■ TASK TO COMPLETE ■
Copy the listing below from the line with "Reviewer note: check that each instance of the horse's nostril" to the line with "[[249, 239], [211, 238]]", both included, and add 68 to every coordinate in the answers.

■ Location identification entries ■
=-=-=-=-=

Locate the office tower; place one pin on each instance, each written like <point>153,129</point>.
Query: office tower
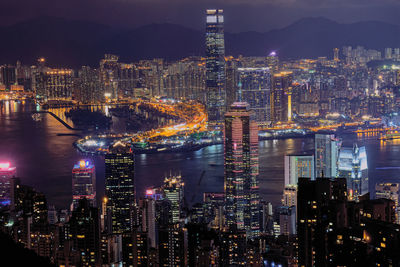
<point>215,65</point>
<point>201,245</point>
<point>54,84</point>
<point>297,166</point>
<point>255,89</point>
<point>273,62</point>
<point>148,223</point>
<point>326,155</point>
<point>120,189</point>
<point>109,76</point>
<point>287,220</point>
<point>52,215</point>
<point>241,170</point>
<point>336,54</point>
<point>388,53</point>
<point>84,231</point>
<point>174,191</point>
<point>389,191</point>
<point>233,248</point>
<point>7,76</point>
<point>280,100</point>
<point>213,209</point>
<point>321,207</point>
<point>231,83</point>
<point>87,88</point>
<point>173,248</point>
<point>6,173</point>
<point>83,183</point>
<point>353,166</point>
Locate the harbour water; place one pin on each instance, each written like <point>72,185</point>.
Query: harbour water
<point>44,159</point>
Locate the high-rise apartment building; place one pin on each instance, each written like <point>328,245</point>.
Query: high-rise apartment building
<point>215,65</point>
<point>281,99</point>
<point>321,207</point>
<point>241,170</point>
<point>173,190</point>
<point>389,191</point>
<point>83,183</point>
<point>326,155</point>
<point>353,166</point>
<point>296,166</point>
<point>6,173</point>
<point>54,84</point>
<point>120,189</point>
<point>255,88</point>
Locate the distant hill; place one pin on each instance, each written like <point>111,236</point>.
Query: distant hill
<point>73,43</point>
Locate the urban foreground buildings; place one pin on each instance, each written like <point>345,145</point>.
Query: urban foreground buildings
<point>6,173</point>
<point>327,217</point>
<point>353,166</point>
<point>83,183</point>
<point>215,65</point>
<point>241,170</point>
<point>120,188</point>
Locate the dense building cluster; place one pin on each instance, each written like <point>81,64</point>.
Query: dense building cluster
<point>327,216</point>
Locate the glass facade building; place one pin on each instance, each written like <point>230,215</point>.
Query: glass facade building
<point>83,183</point>
<point>241,170</point>
<point>120,189</point>
<point>6,173</point>
<point>215,65</point>
<point>353,166</point>
<point>326,155</point>
<point>255,89</point>
<point>281,101</point>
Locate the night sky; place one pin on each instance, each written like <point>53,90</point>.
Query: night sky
<point>241,15</point>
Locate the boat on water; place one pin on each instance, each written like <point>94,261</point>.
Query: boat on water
<point>36,117</point>
<point>387,137</point>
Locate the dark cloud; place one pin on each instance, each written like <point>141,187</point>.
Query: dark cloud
<point>241,15</point>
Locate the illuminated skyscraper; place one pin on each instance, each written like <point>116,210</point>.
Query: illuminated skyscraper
<point>281,101</point>
<point>389,191</point>
<point>336,54</point>
<point>6,173</point>
<point>84,232</point>
<point>83,183</point>
<point>173,190</point>
<point>241,170</point>
<point>215,64</point>
<point>296,166</point>
<point>273,62</point>
<point>120,189</point>
<point>255,89</point>
<point>326,155</point>
<point>54,84</point>
<point>353,166</point>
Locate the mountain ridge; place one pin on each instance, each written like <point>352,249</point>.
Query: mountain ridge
<point>73,43</point>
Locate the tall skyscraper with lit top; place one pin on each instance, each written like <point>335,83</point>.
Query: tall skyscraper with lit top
<point>120,189</point>
<point>241,170</point>
<point>6,173</point>
<point>281,97</point>
<point>326,155</point>
<point>173,190</point>
<point>83,183</point>
<point>215,65</point>
<point>353,166</point>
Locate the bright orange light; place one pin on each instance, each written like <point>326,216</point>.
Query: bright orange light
<point>82,164</point>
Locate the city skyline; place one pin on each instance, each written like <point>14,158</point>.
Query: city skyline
<point>207,156</point>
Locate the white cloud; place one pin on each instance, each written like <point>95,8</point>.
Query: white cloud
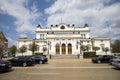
<point>11,42</point>
<point>18,9</point>
<point>97,13</point>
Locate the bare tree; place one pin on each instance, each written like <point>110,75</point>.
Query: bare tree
<point>95,48</point>
<point>106,49</point>
<point>33,47</point>
<point>22,49</point>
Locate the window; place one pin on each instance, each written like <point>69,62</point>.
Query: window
<point>62,27</point>
<point>42,36</point>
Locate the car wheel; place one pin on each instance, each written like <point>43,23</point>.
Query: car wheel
<point>24,64</point>
<point>98,61</point>
<point>40,62</point>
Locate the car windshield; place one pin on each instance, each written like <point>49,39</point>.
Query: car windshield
<point>37,56</point>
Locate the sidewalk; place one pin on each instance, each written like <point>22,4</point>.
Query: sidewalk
<point>70,60</point>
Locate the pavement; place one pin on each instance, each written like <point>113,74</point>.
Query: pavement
<point>88,60</point>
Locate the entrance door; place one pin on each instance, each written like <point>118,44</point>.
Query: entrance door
<point>69,49</point>
<point>63,49</point>
<point>57,49</point>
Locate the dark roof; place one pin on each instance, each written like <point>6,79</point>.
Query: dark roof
<point>2,36</point>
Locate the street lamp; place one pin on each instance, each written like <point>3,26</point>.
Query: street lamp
<point>49,43</point>
<point>80,43</point>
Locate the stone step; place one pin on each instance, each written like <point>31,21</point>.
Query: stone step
<point>64,56</point>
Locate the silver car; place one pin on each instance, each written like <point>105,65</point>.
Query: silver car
<point>116,63</point>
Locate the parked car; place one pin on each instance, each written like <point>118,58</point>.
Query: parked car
<point>116,63</point>
<point>5,65</point>
<point>23,61</point>
<point>41,59</point>
<point>102,59</point>
<point>111,60</point>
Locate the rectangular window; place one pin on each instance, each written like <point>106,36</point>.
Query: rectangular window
<point>42,36</point>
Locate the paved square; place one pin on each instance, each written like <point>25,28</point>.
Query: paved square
<point>64,69</point>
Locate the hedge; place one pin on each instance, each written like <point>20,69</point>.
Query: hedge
<point>40,54</point>
<point>89,54</point>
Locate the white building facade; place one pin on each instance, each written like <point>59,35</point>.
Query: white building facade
<point>65,39</point>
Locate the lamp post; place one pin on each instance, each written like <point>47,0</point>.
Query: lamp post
<point>80,43</point>
<point>49,43</point>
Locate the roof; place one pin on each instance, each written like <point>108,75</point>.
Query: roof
<point>2,36</point>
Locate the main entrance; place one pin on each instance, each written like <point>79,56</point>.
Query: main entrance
<point>57,49</point>
<point>63,49</point>
<point>69,49</point>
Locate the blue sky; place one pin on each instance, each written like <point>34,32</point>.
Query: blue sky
<point>20,17</point>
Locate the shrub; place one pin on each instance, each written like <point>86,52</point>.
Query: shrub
<point>89,54</point>
<point>38,54</point>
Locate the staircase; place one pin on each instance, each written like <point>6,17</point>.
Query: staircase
<point>64,57</point>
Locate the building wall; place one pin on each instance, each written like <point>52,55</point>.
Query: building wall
<point>64,34</point>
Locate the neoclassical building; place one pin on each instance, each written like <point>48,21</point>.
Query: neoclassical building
<point>64,39</point>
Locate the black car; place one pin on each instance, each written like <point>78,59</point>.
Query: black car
<point>41,59</point>
<point>23,61</point>
<point>102,59</point>
<point>5,65</point>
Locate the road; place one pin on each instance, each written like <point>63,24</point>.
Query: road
<point>64,69</point>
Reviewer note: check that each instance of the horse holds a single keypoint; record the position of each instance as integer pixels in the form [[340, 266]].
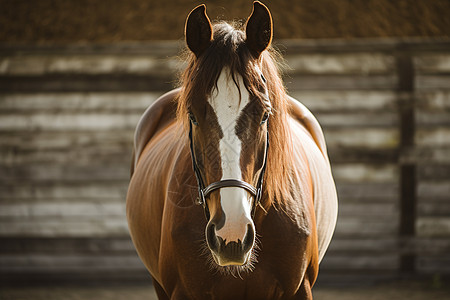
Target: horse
[[232, 141]]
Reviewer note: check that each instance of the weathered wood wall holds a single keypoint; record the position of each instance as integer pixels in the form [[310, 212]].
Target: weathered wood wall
[[67, 116]]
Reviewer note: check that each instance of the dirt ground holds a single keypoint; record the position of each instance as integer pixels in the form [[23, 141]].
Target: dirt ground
[[99, 21], [397, 291]]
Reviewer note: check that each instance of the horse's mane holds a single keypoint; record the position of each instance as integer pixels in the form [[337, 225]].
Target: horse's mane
[[228, 49]]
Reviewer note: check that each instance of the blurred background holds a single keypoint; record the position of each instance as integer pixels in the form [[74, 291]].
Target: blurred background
[[75, 76]]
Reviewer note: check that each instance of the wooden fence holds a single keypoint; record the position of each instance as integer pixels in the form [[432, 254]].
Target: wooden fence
[[67, 116]]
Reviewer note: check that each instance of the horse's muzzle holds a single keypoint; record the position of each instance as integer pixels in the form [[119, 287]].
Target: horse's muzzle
[[230, 253]]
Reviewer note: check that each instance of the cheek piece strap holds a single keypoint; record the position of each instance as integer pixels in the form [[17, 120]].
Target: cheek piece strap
[[205, 191]]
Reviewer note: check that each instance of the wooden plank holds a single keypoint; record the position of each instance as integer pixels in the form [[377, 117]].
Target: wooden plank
[[67, 227], [359, 172], [368, 210], [432, 119], [432, 172], [427, 207], [434, 265], [368, 191], [366, 245], [432, 82], [95, 171], [432, 63], [67, 246], [433, 189], [340, 82], [45, 141], [433, 101], [433, 226], [82, 83], [108, 153], [45, 191], [348, 63], [92, 64], [358, 120], [362, 155], [68, 263], [62, 209], [386, 138], [347, 100], [381, 262], [432, 137], [77, 102], [68, 122], [363, 227]]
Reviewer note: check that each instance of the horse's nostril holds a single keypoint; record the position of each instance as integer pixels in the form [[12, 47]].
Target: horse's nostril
[[249, 239], [211, 238]]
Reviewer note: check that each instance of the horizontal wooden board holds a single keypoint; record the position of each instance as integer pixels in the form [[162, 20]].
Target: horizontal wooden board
[[67, 246], [82, 83], [370, 210], [68, 122], [381, 262], [433, 189], [348, 63], [433, 101], [45, 172], [63, 209], [352, 226], [432, 119], [89, 64], [77, 102], [365, 173], [433, 137], [379, 138], [429, 172], [46, 140], [44, 263], [341, 82], [358, 120], [432, 63], [432, 82], [107, 153], [434, 264], [57, 190], [368, 191], [360, 245], [347, 100], [429, 208], [67, 227], [433, 226]]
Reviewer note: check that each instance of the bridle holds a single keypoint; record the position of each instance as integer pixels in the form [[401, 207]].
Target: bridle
[[204, 192]]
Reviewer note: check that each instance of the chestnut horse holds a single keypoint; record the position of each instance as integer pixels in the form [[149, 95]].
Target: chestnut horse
[[232, 140]]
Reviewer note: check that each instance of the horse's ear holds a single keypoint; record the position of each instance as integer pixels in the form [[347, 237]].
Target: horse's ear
[[198, 30], [259, 29]]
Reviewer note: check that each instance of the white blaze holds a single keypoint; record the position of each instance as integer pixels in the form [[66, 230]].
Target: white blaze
[[228, 103]]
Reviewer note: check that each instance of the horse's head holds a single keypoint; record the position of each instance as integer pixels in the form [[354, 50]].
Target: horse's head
[[228, 109]]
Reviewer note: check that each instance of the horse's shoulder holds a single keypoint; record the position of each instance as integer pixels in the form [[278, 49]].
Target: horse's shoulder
[[157, 116], [303, 115]]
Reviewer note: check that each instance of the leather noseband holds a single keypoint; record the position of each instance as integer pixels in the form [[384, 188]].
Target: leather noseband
[[204, 192]]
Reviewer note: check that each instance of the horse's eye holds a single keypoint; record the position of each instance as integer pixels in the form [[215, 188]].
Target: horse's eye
[[263, 78], [265, 118], [193, 119]]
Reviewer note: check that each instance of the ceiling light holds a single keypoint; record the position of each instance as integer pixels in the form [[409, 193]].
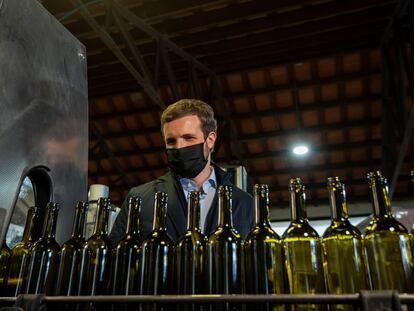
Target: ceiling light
[[300, 149]]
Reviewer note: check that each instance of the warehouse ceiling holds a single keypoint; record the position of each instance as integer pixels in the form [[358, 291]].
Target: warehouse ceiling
[[275, 72]]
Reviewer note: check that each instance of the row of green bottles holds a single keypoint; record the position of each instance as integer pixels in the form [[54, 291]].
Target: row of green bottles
[[299, 263]]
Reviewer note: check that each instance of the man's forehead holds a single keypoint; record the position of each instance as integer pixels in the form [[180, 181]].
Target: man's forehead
[[188, 123]]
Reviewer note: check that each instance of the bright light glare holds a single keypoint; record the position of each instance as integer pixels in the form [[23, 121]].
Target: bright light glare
[[300, 150]]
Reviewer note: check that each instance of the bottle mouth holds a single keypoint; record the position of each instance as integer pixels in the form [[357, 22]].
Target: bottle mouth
[[53, 206], [225, 188], [376, 177], [296, 184], [161, 196], [261, 188]]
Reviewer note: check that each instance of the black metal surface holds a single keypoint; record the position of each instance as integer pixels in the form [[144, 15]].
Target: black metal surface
[[43, 108]]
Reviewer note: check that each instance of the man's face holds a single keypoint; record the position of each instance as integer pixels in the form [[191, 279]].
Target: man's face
[[186, 131]]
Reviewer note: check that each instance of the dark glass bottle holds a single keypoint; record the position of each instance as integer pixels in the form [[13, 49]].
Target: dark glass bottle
[[44, 260], [70, 256], [5, 255], [224, 254], [264, 253], [156, 253], [344, 261], [20, 255], [127, 253], [303, 251], [95, 262], [191, 254], [388, 248]]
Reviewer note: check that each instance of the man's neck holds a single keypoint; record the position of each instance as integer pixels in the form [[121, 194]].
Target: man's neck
[[203, 176]]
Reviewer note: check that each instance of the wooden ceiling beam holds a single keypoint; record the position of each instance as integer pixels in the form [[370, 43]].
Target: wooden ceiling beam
[[310, 129], [319, 31]]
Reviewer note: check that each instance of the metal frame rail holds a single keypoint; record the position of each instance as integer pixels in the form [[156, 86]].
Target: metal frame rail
[[365, 300]]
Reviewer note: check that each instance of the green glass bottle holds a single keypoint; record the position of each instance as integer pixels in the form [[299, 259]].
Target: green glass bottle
[[20, 255], [5, 255], [156, 253], [343, 252], [387, 243], [70, 255], [303, 251], [264, 253], [126, 263], [191, 252], [44, 260], [225, 268], [95, 262]]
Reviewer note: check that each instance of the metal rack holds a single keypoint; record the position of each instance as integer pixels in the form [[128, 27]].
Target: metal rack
[[365, 300]]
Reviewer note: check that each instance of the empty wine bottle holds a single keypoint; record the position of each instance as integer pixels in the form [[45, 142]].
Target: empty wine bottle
[[5, 255], [95, 262], [126, 263], [44, 260], [70, 255], [156, 253], [388, 249], [344, 261], [20, 255], [224, 254], [303, 252], [191, 255], [264, 253]]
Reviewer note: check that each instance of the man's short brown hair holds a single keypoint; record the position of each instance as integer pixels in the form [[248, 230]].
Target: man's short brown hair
[[189, 107]]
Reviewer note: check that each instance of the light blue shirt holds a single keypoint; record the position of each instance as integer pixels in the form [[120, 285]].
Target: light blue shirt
[[208, 190]]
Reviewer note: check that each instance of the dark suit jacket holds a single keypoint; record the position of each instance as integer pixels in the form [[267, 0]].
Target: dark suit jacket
[[242, 208]]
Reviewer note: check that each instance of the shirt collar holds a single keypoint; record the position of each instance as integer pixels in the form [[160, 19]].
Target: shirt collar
[[189, 185]]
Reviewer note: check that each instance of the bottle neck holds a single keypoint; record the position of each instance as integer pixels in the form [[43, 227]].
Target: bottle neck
[[261, 200], [80, 219], [297, 203], [50, 228], [225, 203], [379, 196], [339, 209], [28, 225], [35, 220], [134, 204], [193, 220], [101, 226], [160, 212]]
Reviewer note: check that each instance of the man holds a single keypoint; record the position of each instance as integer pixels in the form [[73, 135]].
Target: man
[[189, 131]]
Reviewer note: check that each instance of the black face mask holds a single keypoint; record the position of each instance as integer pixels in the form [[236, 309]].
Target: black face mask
[[187, 162]]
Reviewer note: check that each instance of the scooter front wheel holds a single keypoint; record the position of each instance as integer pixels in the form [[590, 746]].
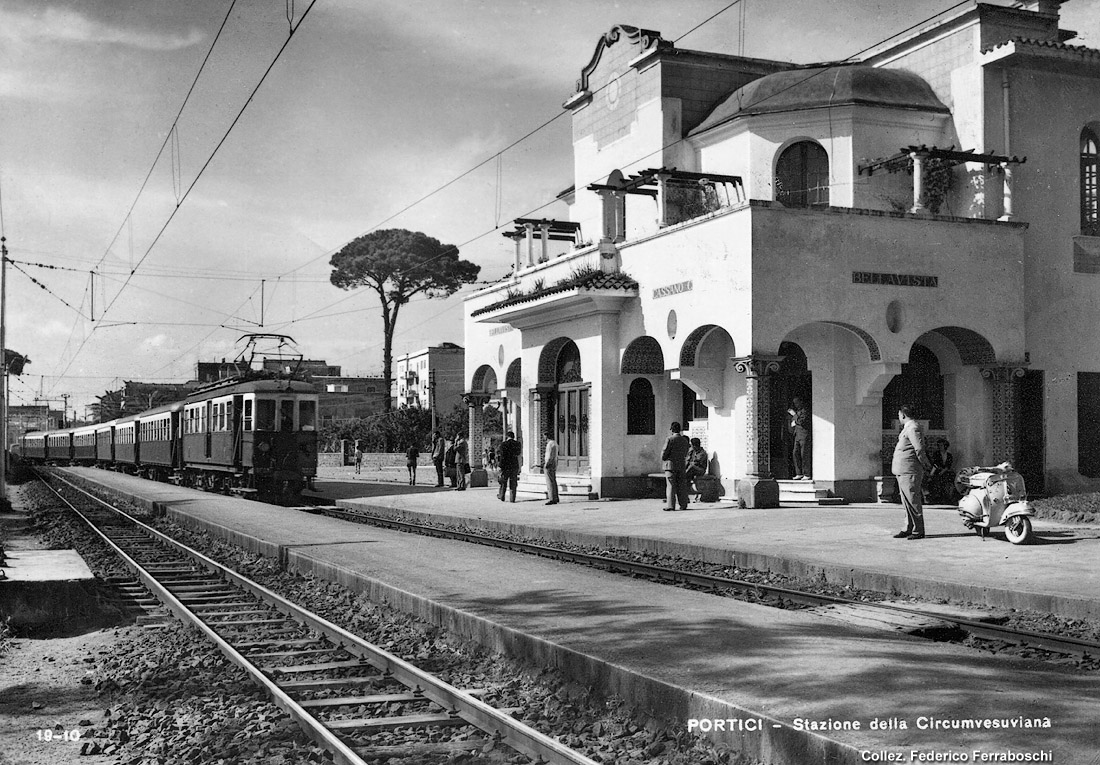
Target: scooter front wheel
[[1018, 529]]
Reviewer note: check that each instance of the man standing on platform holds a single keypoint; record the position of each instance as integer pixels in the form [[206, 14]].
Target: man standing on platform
[[675, 467], [800, 432], [910, 461], [461, 461], [508, 466], [550, 466], [438, 449]]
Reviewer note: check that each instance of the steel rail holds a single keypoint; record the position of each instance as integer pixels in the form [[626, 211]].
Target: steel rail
[[1046, 642], [476, 712], [309, 724]]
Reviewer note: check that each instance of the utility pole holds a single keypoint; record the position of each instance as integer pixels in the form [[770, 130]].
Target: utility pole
[[3, 379], [431, 396]]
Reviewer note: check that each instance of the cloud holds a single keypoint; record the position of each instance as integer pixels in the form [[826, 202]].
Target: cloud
[[24, 85], [70, 25]]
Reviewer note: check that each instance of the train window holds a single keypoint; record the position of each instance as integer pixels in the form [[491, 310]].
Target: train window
[[307, 415], [265, 415]]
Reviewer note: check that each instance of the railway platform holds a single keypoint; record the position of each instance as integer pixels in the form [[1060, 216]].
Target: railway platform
[[844, 544], [788, 687]]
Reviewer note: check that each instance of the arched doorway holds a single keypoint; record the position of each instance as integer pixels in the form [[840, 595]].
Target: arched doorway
[[560, 405], [920, 384], [792, 381], [571, 411]]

=-=-=-=-=

■ SOLUTION TO THE PROBLEM ■
Reviewer note: check that each instance of the horse's nostril holds a single keypoint; record the position of each instance as integer pixels in the form [[12, 47]].
Target: horse's nostril
[[317, 307], [279, 306]]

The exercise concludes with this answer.